Example 4 provides the method of example 3, further including in response to the trust parameter not meeting a criterion and the number of rounds completed in an episode has not reached the maximum number, ending the episode.

Example 5 provides the method of example 3 or 4, further including in response to the number of rounds completed in an episode has reached the maximum number, ending the episode.

Example 6 provides the method of any one of examples 3-5, where the reward used in updating the parameters of the agent model is based on an updated value of the trust parameter of the episode.

Example 7 provides the method of any one of examples 1-6, where computing the reward includes summing the reward values corresponding to a top number of sampled content items having highest scaled semantic relevance scores.

Example 8 provides the method of any one of examples 1-7, where computing the reward includes determining a binary flag based on whether a sum of the reward values corresponding to a top number of sampled content items having highest scaled semantic relevance scores is positive or negative.

Example 9 provides the method of any one of examples 1-8, where updating the parameters of the agent model includes calculating a long-term reward based on a weighted sum of the reward and one or more rewards of future rounds in an episode.

▶ [COMPLETE THE FOLLOWING]
(1) In the method excerpt, what is the long-term reward in Example 9 based on?
(2) Please transcribe everything in the method excerpt from "Example 6 provides" down to "of the episode.".

▶ [DATA EXTRACT]

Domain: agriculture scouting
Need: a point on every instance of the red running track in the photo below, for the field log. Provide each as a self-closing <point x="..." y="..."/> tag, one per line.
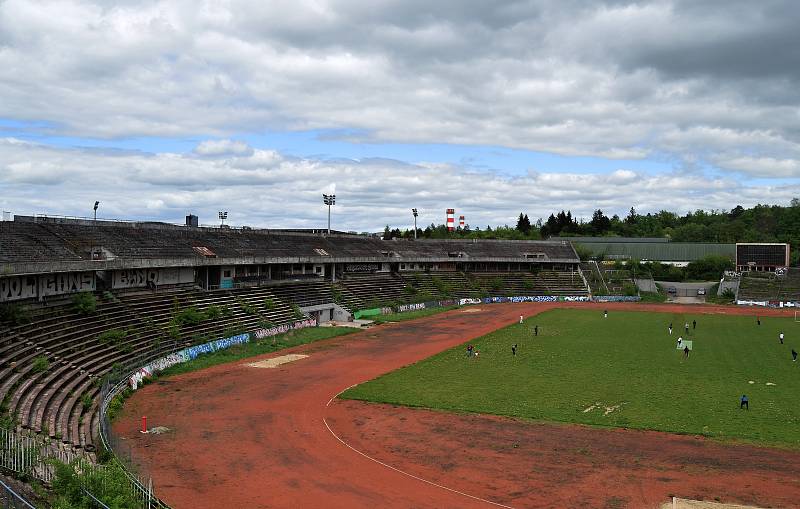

▶ [ANSWERS TO THE EXERCISES]
(1) A weighted sum of the reward and one or more rewards of future rounds in an episode.

(2)
Example 6 provides the method of any one of examples 3-5, where the reward used in updating the parameters of the agent model is based on an updated value of the trust parameter of the episode.